» **Extrait source**:
Biocoop, entreprise commerciale comme une autre, fait dans la « com ». C’est tout à fait respectable. Sauf que Biocoop, pour frapper les esprits, a décidé de faire la guerre à tout ce qui n’est pas bio, quitte à faire du dénigrement pur et dur. Cette stratégie marketing vient d’être condamnée par la Justice.
Brève analyse de ce jugement
Ce jugement fait suite à la plainte de trois organisations de la filière fruits et légumes (Interfel, ANPP et FNPF[1]) contre une publicité de 2014.
Il ne se prononce pas sur le débat scientifique et sociétal autour des pesticides. Il ne retient donc pas la « tromperie ».
Mais il condamne sans détour le « dénigrement » qui est contraire au code du commerce. Voir les p 8 et 9 du jugement : « il est établi que cette campagne publicitaire repose non pas sur la valorisation des pommes issues de l’agriculture biologique, mais au contraire sur le dénigrement de celles issues des autres filières, aux fins de dissuader les consommateurs d’acheter ces fruits.
Il tend, par son contenu, à favoriser la vente de ses produits par le discrédit jeté publiquement sur ceux issus d’autres filières de production contre lesquelles il est expressément, sous la forme d’une injonction («N’achetez pas de pommes…»), appelé au boycott »

Données d'ancrage de points sur image
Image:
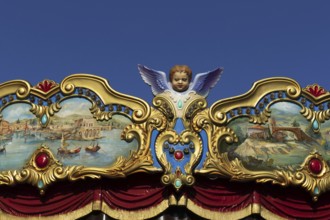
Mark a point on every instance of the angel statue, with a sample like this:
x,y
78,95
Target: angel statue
x,y
180,89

» **Consigne**: Recopiez le passage de l'extrait sur Biocoop compris entre « Biocoop, entreprise commerciale » et « publicité de 2014. », inclus, en substituant « réclame » à « publicité ».

» **Solution**:
Biocoop, entreprise commerciale comme une autre, fait dans la « com ». C’est tout à fait respectable. Sauf que Biocoop, pour frapper les esprits, a décidé de faire la guerre à tout ce qui n’est pas bio, quitte à faire du dénigrement pur et dur. Cette stratégie marketing vient d’être condamnée par la Justice.
Brève analyse de ce jugement
Ce jugement fait suite à la plainte de trois organisations de la filière fruits et légumes (Interfel, ANPP et FNPF[1]) contre une réclame de 2014.